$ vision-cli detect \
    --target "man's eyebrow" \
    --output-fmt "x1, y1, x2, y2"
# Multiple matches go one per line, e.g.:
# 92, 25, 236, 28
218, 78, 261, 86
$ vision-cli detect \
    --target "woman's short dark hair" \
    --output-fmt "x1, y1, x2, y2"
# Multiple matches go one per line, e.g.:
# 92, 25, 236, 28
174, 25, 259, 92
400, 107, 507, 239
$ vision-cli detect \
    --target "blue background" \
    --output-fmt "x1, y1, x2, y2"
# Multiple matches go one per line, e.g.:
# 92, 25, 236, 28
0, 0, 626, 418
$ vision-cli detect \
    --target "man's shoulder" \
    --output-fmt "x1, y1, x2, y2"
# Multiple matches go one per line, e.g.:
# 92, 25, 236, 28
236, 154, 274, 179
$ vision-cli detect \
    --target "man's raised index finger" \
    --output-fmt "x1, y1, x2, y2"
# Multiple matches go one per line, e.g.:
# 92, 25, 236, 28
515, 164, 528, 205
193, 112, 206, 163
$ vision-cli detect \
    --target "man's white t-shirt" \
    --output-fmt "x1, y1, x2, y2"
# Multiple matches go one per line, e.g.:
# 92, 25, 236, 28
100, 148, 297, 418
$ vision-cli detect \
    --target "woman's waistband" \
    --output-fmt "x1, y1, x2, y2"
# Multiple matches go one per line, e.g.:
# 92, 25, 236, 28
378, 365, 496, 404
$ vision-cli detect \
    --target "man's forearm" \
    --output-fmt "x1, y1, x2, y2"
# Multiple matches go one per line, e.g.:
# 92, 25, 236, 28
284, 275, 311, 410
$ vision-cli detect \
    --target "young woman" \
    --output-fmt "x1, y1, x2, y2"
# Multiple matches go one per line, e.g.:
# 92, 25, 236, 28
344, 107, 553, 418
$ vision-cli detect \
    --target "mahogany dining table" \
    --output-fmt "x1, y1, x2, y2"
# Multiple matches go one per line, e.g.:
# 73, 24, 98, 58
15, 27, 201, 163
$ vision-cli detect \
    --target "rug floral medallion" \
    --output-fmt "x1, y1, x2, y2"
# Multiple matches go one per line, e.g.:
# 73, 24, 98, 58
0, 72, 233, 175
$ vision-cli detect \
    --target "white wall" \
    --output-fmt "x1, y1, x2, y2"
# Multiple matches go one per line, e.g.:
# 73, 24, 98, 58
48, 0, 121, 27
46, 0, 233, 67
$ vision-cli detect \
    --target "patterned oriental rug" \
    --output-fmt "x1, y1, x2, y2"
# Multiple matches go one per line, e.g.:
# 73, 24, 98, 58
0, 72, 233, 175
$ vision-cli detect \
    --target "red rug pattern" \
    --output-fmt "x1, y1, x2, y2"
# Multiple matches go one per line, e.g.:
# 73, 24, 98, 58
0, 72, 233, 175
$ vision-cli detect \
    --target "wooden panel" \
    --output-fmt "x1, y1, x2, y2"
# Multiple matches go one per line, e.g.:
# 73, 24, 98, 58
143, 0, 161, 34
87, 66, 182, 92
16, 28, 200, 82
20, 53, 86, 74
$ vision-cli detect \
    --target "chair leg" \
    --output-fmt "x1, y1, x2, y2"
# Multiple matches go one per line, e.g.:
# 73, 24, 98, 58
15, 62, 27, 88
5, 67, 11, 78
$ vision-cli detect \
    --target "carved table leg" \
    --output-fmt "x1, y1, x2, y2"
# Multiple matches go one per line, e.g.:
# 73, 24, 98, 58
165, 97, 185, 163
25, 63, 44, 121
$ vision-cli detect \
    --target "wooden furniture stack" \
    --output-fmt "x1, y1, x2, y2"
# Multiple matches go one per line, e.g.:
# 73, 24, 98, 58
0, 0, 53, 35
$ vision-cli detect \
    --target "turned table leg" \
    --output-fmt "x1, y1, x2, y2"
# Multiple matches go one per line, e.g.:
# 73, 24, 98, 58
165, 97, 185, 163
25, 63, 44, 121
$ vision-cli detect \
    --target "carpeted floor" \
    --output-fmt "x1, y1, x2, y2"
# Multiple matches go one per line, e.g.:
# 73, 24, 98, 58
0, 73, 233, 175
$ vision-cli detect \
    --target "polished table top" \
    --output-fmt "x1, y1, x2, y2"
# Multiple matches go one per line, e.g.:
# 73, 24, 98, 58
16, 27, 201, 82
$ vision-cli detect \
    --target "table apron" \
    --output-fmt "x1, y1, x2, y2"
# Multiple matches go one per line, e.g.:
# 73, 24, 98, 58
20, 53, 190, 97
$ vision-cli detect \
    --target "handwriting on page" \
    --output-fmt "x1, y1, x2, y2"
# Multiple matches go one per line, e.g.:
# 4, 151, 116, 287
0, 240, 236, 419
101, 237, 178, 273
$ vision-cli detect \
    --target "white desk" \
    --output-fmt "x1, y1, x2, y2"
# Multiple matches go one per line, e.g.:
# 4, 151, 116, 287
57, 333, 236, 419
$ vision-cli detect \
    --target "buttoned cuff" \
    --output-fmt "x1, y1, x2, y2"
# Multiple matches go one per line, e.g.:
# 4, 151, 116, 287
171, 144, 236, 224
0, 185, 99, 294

*The problem*: List every line in the items above that contains the string "wooden". Matching is case-sensitive.

*In response*:
    --target "wooden panel" \
    --target "wooden furniture stack" \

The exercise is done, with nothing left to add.